[[ EXTRACTED TEXT open ]]

Since researching Saint Nicholas Day on the sixth of December, I have been drawn to the role Nicholas played in our civilization's conceptual understanding of children and society. In particular, the fact that this season we are in begins on Saint Nicholas Day and finds an ending near Childermas, or the Feast of the Holy Innocents, the children who were slaughtered by the order of King Herod.

So we have something I had never noticed before: a season that starts with the Saint who restored life to two brothers who had been murdered for their belongings, and extends through the birth of the Christ Child, and then celebrates the Holy Innocents, a feast which is a climax of gore as well as a celebration of martyrdom.

I begin to suspect that there was a distinct awareness of the abuse of children in the past, and that this season was instituted and modified over time with that awareness very much in the intuitive and the active minds of the peoples of the time: they created a sequence of holy days to celebrate children - to illustrate the horror of crimes against the young and to contrast that with their innocence and sinless natures - all of which makes them counterpoints against the sordidness and evil of the World.

[[ EXTRACTED TEXT closed ]]
[[ DATA SHOWN open ]]

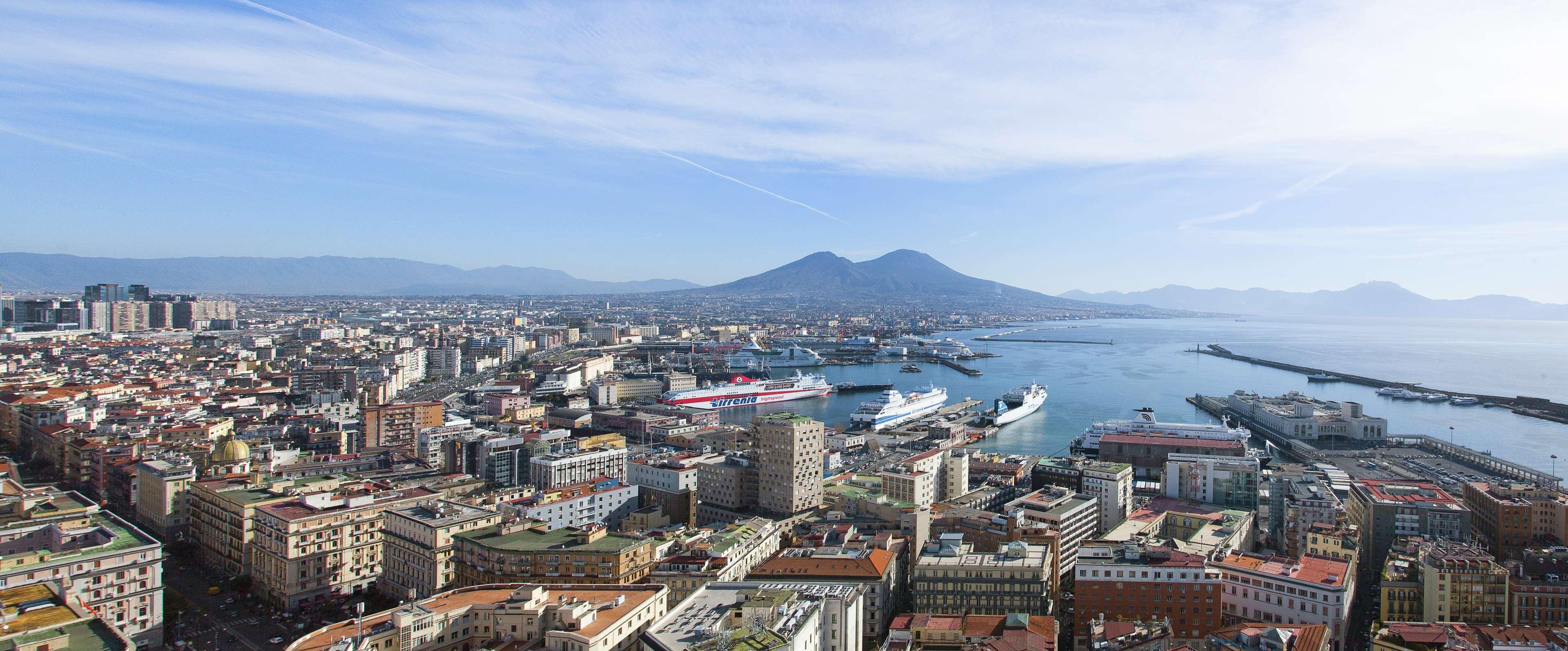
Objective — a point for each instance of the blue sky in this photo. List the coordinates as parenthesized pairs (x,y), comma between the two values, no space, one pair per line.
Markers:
(1071,147)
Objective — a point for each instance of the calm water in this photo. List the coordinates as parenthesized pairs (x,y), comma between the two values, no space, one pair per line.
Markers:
(1147,368)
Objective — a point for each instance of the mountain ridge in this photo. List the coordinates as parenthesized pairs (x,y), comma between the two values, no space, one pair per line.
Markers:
(322,275)
(1374,299)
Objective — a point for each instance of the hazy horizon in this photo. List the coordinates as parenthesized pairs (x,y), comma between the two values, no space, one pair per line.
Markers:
(1291,147)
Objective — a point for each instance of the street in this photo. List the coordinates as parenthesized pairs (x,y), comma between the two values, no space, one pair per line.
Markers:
(209,622)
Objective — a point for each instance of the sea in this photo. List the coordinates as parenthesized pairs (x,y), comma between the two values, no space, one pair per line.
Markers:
(1147,365)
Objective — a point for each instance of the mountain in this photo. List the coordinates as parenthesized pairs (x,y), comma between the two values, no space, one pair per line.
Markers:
(302,275)
(897,278)
(1366,300)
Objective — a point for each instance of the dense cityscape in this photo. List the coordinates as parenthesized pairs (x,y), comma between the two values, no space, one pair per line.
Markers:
(515,473)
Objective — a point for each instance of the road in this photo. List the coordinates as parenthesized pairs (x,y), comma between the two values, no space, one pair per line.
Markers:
(209,620)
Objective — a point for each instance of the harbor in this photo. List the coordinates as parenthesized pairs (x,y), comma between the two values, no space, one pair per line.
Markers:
(1523,405)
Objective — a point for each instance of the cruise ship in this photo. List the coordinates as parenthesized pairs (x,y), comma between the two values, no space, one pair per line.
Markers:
(894,408)
(742,391)
(1015,405)
(1144,423)
(756,357)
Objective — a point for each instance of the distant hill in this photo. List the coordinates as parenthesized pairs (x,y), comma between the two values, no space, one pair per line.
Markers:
(1365,300)
(302,275)
(897,278)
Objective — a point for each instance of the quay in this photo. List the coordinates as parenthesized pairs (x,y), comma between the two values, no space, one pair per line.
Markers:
(1523,405)
(1307,453)
(959,368)
(1024,330)
(1054,341)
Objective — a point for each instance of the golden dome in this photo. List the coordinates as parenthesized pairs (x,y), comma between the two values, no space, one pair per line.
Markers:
(230,451)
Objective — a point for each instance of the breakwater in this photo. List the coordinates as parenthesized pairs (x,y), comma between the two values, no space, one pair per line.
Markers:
(1523,405)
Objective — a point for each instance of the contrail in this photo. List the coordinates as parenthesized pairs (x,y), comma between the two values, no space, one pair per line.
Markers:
(629,138)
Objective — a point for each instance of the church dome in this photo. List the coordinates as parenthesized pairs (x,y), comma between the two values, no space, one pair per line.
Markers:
(230,451)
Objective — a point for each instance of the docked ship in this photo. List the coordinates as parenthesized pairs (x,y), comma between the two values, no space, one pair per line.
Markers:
(756,357)
(1015,405)
(894,408)
(946,347)
(1144,423)
(742,391)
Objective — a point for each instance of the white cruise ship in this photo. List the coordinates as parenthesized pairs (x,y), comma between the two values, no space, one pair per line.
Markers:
(894,408)
(946,347)
(756,357)
(1144,423)
(742,391)
(1015,405)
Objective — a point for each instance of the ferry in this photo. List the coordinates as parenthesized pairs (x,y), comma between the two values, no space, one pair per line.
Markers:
(1144,423)
(756,357)
(742,391)
(896,408)
(1015,405)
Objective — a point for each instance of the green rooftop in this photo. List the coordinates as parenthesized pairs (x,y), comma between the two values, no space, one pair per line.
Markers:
(565,539)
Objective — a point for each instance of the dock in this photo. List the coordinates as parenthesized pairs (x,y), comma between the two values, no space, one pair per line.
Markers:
(959,368)
(1523,405)
(1307,453)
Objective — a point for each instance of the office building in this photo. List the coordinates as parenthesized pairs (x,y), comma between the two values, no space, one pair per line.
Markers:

[[ DATA SHOWN closed ]]

● ACTIONS TO TAKE
- a) List the observances that the passage on Saint Nicholas Day names as marking the course of the season, from start to end.
- b) According to the passage on Saint Nicholas Day, why were the two brothers murdered?
- c) Say whether each statement agrees with the passage on Saint Nicholas Day, and quote the words that decide it.
(i) Saint Nicholas restored life to three brothers.
(ii) The Holy Innocents were killed by order of King Herod.
(iii) The writer had long been aware of how this season begins and ends.

● SOLUTION SET
- a)
- Saint Nicholas Day, on the sixth of December
- The birth of the Christ Child
- Childermas, or the Feast of the Holy Innocents

- b) They were murdered for their belongings.

- c)
(i) No: "restored life to two brothers who had been murdered for their belongings"
(ii) Yes: "the children who were slaughtered by the order of King Herod"
(iii) No: "something I had never noticed before"